## EXERCISE OBJECTIVE
Retype only the lines at the head of the records, first through the one with "box: [774, 134, 827, 160]", exactly as written.
---- MATERIAL SUPPLIED
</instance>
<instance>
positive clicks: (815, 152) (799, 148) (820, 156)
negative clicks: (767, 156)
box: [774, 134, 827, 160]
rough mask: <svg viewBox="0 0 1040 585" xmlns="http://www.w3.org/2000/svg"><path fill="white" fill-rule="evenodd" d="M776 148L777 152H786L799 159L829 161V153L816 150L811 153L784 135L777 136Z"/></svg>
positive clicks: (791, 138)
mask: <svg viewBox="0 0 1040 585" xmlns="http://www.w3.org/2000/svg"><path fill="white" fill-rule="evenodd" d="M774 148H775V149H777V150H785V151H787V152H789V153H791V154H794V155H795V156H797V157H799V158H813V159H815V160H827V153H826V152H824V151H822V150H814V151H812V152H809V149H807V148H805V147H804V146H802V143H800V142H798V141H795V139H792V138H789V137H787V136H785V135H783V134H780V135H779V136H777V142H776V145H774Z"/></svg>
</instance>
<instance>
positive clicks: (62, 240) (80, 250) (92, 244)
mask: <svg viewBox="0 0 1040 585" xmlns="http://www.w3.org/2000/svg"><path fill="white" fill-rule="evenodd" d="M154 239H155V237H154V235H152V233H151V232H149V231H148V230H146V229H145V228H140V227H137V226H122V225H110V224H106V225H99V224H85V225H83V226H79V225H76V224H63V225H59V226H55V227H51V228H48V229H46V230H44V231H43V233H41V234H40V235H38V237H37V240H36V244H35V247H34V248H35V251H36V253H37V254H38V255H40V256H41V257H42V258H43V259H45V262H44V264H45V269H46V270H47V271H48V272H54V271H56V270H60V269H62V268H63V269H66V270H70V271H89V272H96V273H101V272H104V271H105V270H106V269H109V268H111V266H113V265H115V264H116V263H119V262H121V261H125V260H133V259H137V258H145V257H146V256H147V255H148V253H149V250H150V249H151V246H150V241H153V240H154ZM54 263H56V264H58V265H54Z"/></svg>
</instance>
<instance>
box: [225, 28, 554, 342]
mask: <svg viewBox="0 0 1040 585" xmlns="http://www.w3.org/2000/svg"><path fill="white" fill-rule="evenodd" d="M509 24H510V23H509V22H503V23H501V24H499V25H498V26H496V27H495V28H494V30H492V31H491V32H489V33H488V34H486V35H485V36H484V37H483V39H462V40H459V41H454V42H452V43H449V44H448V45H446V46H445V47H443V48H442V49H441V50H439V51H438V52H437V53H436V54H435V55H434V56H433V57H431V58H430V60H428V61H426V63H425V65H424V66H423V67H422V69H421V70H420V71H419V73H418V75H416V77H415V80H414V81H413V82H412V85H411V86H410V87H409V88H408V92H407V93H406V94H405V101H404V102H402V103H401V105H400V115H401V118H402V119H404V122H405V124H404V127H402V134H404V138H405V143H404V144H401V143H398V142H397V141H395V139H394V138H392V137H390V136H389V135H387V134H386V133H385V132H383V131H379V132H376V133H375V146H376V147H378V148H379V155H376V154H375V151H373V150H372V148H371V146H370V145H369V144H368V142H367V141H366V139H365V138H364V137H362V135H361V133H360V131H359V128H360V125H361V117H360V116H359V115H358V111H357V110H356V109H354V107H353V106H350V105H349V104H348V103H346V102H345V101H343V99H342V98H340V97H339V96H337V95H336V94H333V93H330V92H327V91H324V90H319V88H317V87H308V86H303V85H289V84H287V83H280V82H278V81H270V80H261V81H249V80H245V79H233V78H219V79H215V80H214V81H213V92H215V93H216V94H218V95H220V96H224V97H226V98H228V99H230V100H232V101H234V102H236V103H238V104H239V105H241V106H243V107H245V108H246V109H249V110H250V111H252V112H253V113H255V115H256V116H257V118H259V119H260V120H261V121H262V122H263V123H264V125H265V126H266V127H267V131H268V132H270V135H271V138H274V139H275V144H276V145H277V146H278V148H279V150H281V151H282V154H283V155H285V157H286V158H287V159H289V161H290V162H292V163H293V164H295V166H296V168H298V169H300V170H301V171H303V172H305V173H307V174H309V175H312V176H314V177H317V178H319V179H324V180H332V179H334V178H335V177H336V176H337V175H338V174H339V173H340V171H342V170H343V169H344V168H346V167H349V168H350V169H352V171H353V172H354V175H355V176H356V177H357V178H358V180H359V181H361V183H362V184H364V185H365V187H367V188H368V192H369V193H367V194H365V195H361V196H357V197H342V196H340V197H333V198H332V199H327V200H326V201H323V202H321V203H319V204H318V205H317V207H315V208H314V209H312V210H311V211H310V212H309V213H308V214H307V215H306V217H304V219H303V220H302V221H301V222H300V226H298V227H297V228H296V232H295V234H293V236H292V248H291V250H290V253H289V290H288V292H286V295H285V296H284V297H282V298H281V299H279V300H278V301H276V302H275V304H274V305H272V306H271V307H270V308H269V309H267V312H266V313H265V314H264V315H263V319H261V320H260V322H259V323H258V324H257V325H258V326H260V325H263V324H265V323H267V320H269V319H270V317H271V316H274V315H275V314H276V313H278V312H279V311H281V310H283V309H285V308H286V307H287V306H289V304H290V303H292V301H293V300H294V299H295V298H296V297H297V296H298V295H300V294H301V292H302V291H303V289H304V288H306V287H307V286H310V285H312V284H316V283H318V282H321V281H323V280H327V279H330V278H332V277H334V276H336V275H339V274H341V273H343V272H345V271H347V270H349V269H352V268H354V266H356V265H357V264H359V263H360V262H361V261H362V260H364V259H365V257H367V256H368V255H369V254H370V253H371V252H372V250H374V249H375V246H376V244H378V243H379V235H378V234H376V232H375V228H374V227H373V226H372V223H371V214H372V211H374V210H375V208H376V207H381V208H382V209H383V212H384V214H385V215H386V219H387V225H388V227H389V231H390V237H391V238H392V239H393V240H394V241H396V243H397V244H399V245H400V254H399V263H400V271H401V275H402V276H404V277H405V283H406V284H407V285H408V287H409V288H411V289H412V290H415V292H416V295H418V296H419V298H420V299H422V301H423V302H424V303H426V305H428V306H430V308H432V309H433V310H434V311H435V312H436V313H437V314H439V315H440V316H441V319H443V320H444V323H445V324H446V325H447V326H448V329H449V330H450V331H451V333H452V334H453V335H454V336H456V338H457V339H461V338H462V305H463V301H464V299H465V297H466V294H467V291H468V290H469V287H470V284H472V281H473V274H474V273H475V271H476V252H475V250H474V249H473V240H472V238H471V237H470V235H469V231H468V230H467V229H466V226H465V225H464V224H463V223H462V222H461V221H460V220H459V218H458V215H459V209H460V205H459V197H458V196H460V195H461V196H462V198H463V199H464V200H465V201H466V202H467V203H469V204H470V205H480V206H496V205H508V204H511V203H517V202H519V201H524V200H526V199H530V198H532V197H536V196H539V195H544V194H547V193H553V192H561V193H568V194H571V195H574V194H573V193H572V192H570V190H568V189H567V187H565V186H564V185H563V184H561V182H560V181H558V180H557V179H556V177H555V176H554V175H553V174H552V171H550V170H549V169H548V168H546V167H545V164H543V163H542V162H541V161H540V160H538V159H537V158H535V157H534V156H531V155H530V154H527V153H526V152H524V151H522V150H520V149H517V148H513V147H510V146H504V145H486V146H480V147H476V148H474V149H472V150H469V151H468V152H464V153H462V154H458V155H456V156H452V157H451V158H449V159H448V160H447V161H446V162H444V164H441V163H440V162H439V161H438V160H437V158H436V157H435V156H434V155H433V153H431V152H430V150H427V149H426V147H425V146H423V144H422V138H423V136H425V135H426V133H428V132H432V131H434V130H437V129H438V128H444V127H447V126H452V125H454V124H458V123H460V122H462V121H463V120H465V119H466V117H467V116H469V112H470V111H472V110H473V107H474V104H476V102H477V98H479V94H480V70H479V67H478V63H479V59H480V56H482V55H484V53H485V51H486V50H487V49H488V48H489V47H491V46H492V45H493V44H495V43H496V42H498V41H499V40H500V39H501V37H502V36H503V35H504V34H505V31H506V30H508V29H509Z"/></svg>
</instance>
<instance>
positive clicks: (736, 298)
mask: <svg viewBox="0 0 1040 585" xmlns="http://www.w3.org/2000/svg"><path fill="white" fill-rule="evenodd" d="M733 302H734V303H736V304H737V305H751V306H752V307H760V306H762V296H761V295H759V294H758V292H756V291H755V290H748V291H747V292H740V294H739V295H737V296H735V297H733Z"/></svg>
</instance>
--------
## ANSWER TO THIS EXERCISE
</instance>
<instance>
positive clicks: (815, 152) (799, 148) (820, 156)
negative clicks: (767, 156)
box: [774, 134, 827, 160]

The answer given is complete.